Excerpts from a dataset:

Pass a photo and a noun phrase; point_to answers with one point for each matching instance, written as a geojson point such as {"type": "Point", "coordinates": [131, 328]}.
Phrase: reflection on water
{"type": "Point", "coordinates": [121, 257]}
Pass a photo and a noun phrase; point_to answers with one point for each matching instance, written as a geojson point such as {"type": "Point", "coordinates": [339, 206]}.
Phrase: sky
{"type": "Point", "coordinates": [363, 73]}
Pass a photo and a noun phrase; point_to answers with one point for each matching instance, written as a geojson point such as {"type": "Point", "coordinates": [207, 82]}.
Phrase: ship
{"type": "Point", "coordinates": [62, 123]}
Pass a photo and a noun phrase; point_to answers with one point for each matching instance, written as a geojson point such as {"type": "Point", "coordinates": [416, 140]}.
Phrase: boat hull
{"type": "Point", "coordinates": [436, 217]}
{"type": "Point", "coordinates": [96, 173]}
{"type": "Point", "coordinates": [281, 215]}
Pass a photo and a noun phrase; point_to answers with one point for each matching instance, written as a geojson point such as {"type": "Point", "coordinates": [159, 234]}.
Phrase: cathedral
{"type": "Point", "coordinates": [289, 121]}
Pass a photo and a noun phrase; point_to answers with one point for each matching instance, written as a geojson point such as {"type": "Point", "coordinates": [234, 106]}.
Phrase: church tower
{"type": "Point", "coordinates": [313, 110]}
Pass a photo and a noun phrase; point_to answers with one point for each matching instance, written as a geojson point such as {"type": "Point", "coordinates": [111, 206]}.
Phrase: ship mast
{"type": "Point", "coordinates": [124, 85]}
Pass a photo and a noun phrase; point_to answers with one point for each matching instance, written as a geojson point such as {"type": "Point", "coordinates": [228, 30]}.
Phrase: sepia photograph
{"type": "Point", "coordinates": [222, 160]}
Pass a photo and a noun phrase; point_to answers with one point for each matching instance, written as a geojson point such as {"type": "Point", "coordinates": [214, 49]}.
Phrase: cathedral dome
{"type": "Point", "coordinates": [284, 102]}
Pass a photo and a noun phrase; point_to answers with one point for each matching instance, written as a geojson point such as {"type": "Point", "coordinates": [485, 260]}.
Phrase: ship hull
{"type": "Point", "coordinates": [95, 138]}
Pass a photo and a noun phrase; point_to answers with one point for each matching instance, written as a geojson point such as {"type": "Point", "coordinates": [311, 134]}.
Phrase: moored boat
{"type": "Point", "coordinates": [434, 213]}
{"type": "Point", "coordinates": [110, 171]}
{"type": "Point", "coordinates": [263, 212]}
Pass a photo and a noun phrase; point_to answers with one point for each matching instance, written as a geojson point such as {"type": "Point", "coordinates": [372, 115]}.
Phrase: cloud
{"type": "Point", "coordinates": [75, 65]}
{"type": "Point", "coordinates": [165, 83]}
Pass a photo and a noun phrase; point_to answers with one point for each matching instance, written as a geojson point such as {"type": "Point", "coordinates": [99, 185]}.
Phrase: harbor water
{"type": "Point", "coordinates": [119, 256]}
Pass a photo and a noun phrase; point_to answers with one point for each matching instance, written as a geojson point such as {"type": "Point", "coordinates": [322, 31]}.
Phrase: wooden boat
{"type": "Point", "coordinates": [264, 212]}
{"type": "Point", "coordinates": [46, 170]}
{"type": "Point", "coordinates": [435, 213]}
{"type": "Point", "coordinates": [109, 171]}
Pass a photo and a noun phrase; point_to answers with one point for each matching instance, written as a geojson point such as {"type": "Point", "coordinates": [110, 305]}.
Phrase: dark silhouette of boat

=== Task details ===
Set down, word for word, every line from the line that holds "Phrase: moored boat" to the end of the entries above, including both ends.

=== Task output ===
Phrase: moored boat
{"type": "Point", "coordinates": [434, 213]}
{"type": "Point", "coordinates": [110, 171]}
{"type": "Point", "coordinates": [263, 212]}
Pass a photo and a noun phrase; point_to answers with one point for each matching instance, written as a geojson point such as {"type": "Point", "coordinates": [372, 115]}.
Phrase: cloud
{"type": "Point", "coordinates": [75, 65]}
{"type": "Point", "coordinates": [165, 83]}
Pass a photo and a noun phrase; point_to answers with one point for each matching instance, written as a geojson point such as {"type": "Point", "coordinates": [99, 185]}.
Phrase: harbor water
{"type": "Point", "coordinates": [119, 256]}
Pass a photo and a noun phrase; point_to answers with one point for each matching instance, written as a geojson point such as {"type": "Point", "coordinates": [322, 31]}.
Phrase: wooden boat
{"type": "Point", "coordinates": [264, 212]}
{"type": "Point", "coordinates": [46, 170]}
{"type": "Point", "coordinates": [435, 213]}
{"type": "Point", "coordinates": [109, 171]}
Pass a photo and a noun phrase; point_to answers with one point for each matching instance, written as a geojson point such as {"type": "Point", "coordinates": [110, 305]}.
Phrase: dark silhouette of boat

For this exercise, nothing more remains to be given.